Вcпоминая некоторые эпизоды нашей дружбы с Николаем Николаевичем, я сознательно не углублялся в научные взаимоотношения. Но, тем не менее, хочу подчеркнуть, что его стратегические и тактические советы, оценки различных предложений и результатов работ, обсуждение планов были неоценимы для моей научной деятельности, что дает мне все основания назвать его одним из моих учителей не только в жизни, но и в науке.

Сейчас отношение к науке в нашем государстве изменилось, и это заставило меня развить новые скорости (хотя и до этого не был медлителен). И мне кажется, что динамика моей жизни сейчас приближается к динамике жизни Николая Николаевича (в других масштабах, конечно). Я не знаю как бы он отнесся ко всему, что происходит у нас в науке, в том числе и в области, которой мы занимаемся, но то, что по характеру он был готов к новому, - это безусловно.

- _ПОСТАВЛЕННАЯ ЗАДАЧА 1_
Измените записи, начиная со строки, где есть «Put one marker on each instance of the blue water», и заканчивая последней строкой записей: везде замените «Target» на «Object», а всё остальное оставьте как было.

(Записи с указанием названных объектов)
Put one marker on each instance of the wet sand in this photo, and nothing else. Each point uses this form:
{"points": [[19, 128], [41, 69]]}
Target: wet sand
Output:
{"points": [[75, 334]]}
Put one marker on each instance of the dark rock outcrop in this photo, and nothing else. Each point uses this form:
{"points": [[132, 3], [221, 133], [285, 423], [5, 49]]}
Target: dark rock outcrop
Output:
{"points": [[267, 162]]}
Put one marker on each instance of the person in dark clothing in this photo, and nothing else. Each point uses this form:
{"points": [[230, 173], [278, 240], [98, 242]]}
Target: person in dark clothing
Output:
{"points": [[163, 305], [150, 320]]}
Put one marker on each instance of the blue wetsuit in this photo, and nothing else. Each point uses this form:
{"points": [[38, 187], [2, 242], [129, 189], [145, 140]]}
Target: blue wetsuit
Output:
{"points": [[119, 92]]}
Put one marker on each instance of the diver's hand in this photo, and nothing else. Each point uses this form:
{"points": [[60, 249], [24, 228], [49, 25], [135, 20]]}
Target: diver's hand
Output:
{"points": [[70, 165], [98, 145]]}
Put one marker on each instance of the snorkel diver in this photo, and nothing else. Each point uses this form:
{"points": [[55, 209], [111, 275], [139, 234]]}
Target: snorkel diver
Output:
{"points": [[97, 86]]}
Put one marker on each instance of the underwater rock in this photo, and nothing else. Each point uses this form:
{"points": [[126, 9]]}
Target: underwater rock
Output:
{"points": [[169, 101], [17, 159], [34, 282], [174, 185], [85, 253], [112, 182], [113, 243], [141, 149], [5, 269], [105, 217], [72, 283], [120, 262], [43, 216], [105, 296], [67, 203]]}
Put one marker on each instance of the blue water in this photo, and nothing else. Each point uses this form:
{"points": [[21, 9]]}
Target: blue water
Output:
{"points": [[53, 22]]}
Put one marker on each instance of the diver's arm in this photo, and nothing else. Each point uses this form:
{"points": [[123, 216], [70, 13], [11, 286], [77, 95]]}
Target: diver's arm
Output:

- _ПОСТАВЛЕННАЯ ЗАДАЧА 2_
Ответьте по воспоминаниям о Николае Николаевиче:
(а) Кем автор считает Николая Николаевича, и в чём именно?
(б) Что, по словам автора, изменилось сейчас в государстве?
(в) Какую черту характера Николая Николаевича автор называет безусловной?

- _РЕШЕНИЕ ЗАДАЧИ 1_
Put one marker on each instance of the blue water in this photo, and nothing else. Each point uses this form:
{"points": [[21, 9]]}
Object: blue water
Output:
{"points": [[53, 22]]}
Put one marker on each instance of the diver's arm in this photo, and nothing else. Each point uses this form:
{"points": [[123, 216], [70, 13], [11, 286], [77, 95]]}
Object: diver's arm
Output:

- _РЕШЕНИЕ ЗАДАЧИ 2_
(а) Одним из своих учителей, не только в жизни, но и в науке.
(б) Отношение к науке.
(в) По характеру он был готов к новому.